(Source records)
--- START ---

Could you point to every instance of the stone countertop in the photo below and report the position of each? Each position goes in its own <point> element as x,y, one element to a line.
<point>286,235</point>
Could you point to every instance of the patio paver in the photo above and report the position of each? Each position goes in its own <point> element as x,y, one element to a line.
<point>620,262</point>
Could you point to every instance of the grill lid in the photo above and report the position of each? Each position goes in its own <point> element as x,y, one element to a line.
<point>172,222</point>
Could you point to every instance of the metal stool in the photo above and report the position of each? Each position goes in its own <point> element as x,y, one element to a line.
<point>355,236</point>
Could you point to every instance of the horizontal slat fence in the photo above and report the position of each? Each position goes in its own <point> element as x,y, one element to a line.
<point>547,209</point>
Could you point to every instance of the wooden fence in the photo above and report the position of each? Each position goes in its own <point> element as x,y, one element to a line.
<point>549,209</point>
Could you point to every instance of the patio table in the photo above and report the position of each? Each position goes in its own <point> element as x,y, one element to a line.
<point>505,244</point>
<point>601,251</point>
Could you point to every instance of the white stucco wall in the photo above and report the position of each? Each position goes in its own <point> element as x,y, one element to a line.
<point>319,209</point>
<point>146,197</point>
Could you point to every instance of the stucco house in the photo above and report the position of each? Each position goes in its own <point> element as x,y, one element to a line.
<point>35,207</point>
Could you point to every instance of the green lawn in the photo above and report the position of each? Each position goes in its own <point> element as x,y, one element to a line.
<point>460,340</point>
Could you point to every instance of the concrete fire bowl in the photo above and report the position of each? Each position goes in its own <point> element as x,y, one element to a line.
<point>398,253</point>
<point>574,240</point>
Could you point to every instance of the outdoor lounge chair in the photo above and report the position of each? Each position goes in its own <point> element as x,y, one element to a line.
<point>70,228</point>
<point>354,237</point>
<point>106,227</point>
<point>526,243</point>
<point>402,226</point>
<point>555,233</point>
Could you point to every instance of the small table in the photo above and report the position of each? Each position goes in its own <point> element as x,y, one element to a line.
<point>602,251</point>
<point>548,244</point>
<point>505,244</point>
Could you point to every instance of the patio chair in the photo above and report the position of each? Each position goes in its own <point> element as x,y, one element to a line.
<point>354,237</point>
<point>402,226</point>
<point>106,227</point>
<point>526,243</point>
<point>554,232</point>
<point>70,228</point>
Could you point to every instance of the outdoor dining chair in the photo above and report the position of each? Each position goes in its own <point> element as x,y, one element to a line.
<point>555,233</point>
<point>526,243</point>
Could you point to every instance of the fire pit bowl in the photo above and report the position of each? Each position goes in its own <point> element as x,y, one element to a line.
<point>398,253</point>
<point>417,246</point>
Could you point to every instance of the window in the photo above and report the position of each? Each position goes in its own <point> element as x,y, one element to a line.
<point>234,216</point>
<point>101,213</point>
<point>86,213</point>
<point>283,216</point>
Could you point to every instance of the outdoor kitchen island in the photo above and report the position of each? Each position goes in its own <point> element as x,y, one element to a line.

--- END ---

* [GIVEN TASK] Starting at the first line of the items above and ending at the line that contains "<point>355,236</point>", convert those lines into a Markdown table with the columns Row and Line. Skip any blank lines.

* [IN RESPONSE]
| Row | Line |
|---|---|
| 1 | Could you point to every instance of the stone countertop in the photo below and report the position of each? Each position goes in its own <point> element as x,y, one element to a line. |
| 2 | <point>286,235</point> |
| 3 | Could you point to every instance of the patio paver in the photo above and report the position of each? Each position goes in its own <point> element as x,y, one element to a line. |
| 4 | <point>620,262</point> |
| 5 | Could you point to every instance of the grill lid in the photo above and report the position of each? Each position goes in its own <point> element as x,y, one element to a line. |
| 6 | <point>172,222</point> |
| 7 | Could you point to every instance of the metal stool in the photo above and report the position of each? Each position goes in its own <point> element as x,y, one element to a line. |
| 8 | <point>355,236</point> |